== DATASET CONTENT ==
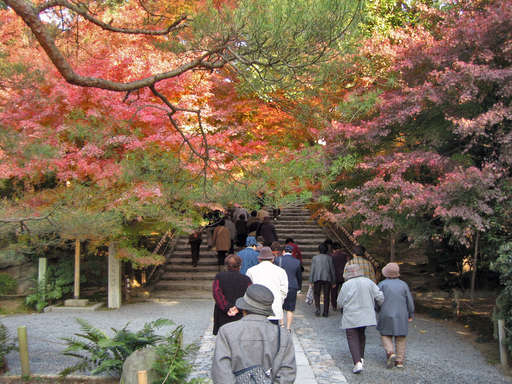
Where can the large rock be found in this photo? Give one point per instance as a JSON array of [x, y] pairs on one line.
[[140, 360], [10, 258], [25, 275]]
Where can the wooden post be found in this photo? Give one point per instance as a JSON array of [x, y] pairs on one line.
[[76, 294], [503, 347], [142, 377], [41, 276], [114, 278], [473, 275], [392, 247], [23, 348]]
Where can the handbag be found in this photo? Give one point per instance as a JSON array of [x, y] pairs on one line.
[[256, 374], [309, 296]]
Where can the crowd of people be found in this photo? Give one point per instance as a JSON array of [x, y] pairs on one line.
[[255, 298]]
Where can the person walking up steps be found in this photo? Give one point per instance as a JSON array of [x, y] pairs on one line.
[[292, 267], [274, 278], [227, 287], [357, 297], [322, 277], [195, 239], [222, 242], [394, 315], [249, 255], [339, 259]]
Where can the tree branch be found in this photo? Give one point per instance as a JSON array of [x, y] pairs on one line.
[[82, 11], [30, 16]]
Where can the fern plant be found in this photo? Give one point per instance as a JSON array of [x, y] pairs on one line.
[[172, 365], [100, 353]]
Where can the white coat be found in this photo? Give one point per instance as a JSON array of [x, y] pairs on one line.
[[357, 297]]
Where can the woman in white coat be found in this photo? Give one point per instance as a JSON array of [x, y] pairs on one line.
[[358, 297]]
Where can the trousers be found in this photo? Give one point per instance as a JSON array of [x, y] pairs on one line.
[[387, 342], [356, 342]]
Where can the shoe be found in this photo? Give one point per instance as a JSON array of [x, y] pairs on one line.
[[390, 362], [358, 367]]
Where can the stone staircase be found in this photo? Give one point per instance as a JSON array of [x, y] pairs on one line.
[[180, 279]]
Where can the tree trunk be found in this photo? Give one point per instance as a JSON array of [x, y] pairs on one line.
[[475, 259], [76, 294]]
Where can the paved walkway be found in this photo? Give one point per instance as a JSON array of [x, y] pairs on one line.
[[305, 372], [437, 352]]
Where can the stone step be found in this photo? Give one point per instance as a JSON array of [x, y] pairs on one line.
[[209, 261], [182, 285], [180, 278], [306, 245], [189, 285], [200, 275], [203, 268]]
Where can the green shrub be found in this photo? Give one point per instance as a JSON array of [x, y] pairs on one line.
[[8, 284], [503, 265], [5, 345], [100, 353], [58, 285]]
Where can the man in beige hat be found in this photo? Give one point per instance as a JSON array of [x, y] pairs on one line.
[[253, 344], [395, 314], [274, 278]]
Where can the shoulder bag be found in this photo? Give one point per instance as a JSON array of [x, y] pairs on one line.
[[256, 374]]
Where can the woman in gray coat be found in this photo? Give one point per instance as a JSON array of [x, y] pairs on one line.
[[358, 297], [394, 315]]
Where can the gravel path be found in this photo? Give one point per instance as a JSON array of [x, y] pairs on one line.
[[436, 353], [46, 329]]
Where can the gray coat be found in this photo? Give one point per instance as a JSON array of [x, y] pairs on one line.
[[322, 269], [398, 307], [253, 341], [358, 297]]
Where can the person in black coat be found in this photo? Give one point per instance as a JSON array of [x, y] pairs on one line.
[[267, 230], [241, 230], [195, 240], [227, 287]]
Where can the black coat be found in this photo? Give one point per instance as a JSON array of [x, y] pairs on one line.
[[268, 232], [227, 287]]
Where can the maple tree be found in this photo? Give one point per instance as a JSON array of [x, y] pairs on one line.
[[116, 118], [424, 133]]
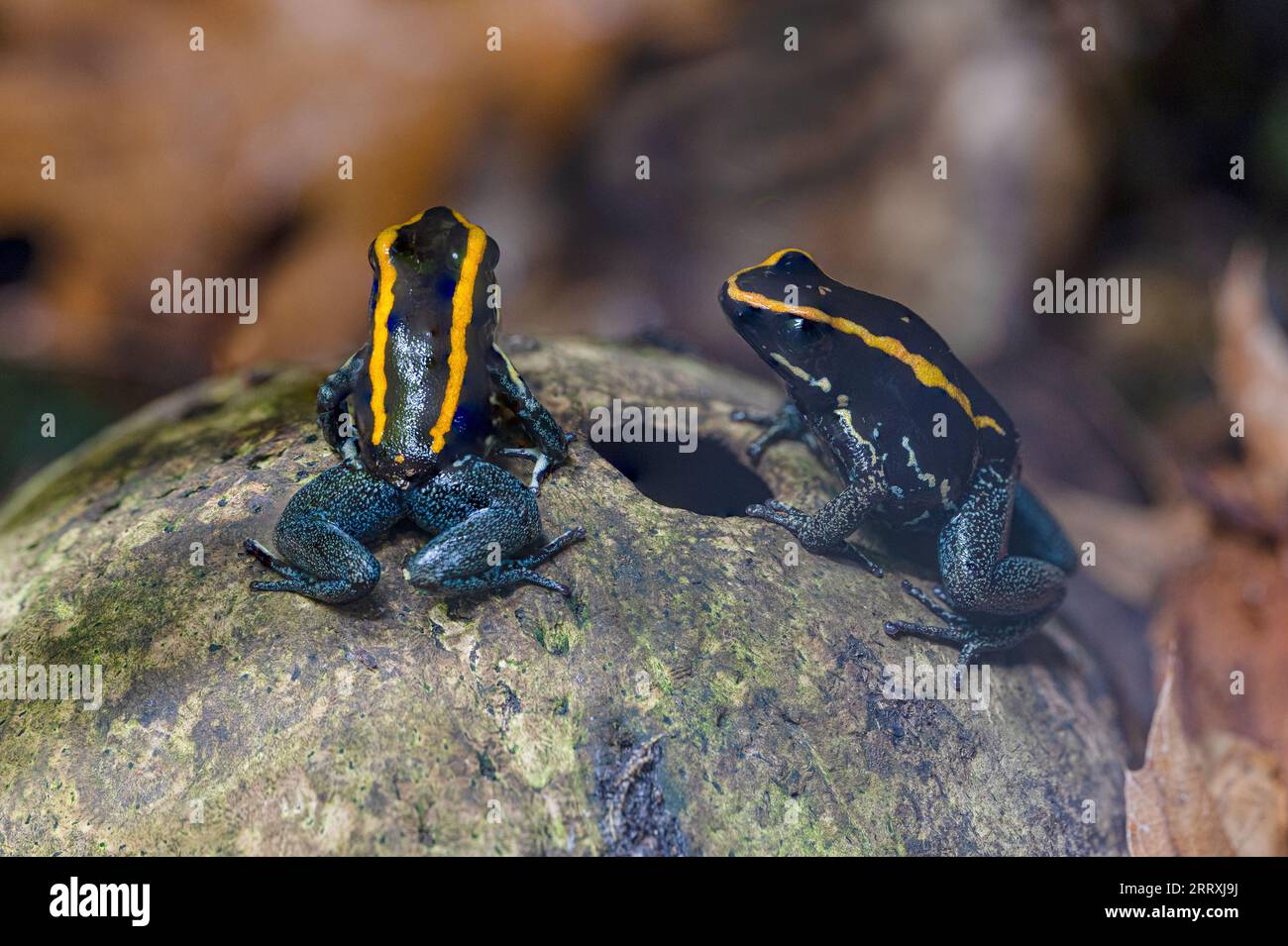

== EXERCISE DIRECTIONS ==
In the copy, omit the pictures and reproduce every entry exactly.

== TASK OUTPUT ==
Where can the large rock be found in this photo? Give one point per instance as a JSON array of [x, y] pairs on one line.
[[140, 360], [10, 258], [25, 275]]
Where can the wooden post be found in this photo? Give one point per instance as a JSON array of [x, y] pairs on one line.
[[76, 294], [503, 347], [142, 377], [41, 276], [114, 278], [473, 275], [392, 247], [23, 348]]
Where can the handbag be found in this photo? Give one point per instance as a JSON array of [x, y] pairs on one line.
[[256, 374], [309, 296]]
Where can the crowd of people be found in this photo? Give one point per instance as a JSON array of [x, y] pairs on one line.
[[255, 298]]
Where can the person walking up steps be found in this photo? Give one point per instance as a JSON array of [x, y] pairs on one line.
[[292, 267], [274, 278], [227, 287], [357, 297], [322, 277], [195, 239], [222, 242], [394, 315], [249, 255], [339, 259]]
Where can the tree branch be found in this photo? Give one point per instance as a JSON array of [x, y] pairs on one line.
[[82, 11], [30, 16]]
Where can the fern plant be found in this photo? Give one point per instance as a JSON array of [x, y] pairs on one line.
[[172, 365], [100, 353]]
Where can the white coat be found in this photo? Give one point per instance as a JSON array of [x, y] pairs on one line.
[[357, 297]]
Where can the woman in white coat be found in this photo? Give one point per instance as a JSON array of [x, y] pairs on one line.
[[358, 297]]
Where can the trousers be found in this photo? Give one point per instance as a JSON array of [x, y] pairs on one line.
[[387, 342], [356, 342]]
Where can the shoe be found in this photo? Give one point per instance as a JSON array of [x, y] pairs on one line.
[[390, 362], [358, 367]]
Where can the stone staircase be found in this photo? Give one point per instance as a JSON array of [x, y] pairs on one line.
[[180, 279]]
Where can the tree trunk be found in this photo? Give one point per instance as a JSON array of [x, y] pairs on one line.
[[475, 259], [76, 294]]
Where can the paved walkway be found in this photo? Give one point per instance as a JSON array of [x, y] pairs on one line.
[[305, 372], [437, 352]]
Where can the stone step be found in this photo? Give one point per instance as a JSON array of [x, y] pairs on one line.
[[209, 261], [182, 285], [180, 278], [306, 245], [189, 285], [200, 275], [203, 268]]
Where can the green shrub be found in this photo? Give one point per instance as a JSON array of [x, y] pairs on one line.
[[8, 284], [503, 265], [5, 345], [100, 353], [58, 285]]
Where can the man in beige hat be found in this photo? Give one point per instance as a JSON array of [x, y] pairs on one line.
[[253, 344], [395, 314], [274, 278]]
Where can the shoulder bag be found in this photo? Give one point per instance as a JSON array of [x, y] pairs on one line.
[[256, 374]]
Where can the woman in gray coat be found in this photo? Give one point per instance as a JSON array of [x, y] pairs on one line.
[[358, 297], [394, 315]]
Where can the gravel path be found in this photo? Give one point per instance as a JSON array of [x, y] pairs on one line.
[[436, 353], [46, 329]]
Where can the gray coat be found in this photo? Give one point per instance as a JSON array of [x, y] pairs on one line.
[[322, 269], [398, 307], [253, 341], [358, 297]]
Where can the person in black coat be found in this photo? Give one point per instance as a JSON array of [x, y] pairs on one line.
[[267, 230], [241, 230], [195, 240], [227, 287]]
Where can the black coat be found in this photo? Give one point per instance as a JSON array of [x, y] pairs on one line.
[[268, 232], [227, 287]]
Where can the maple tree be found in this photo? Give one point per instance as a JSON array of [x, y] pairs on one line.
[[116, 118], [424, 133]]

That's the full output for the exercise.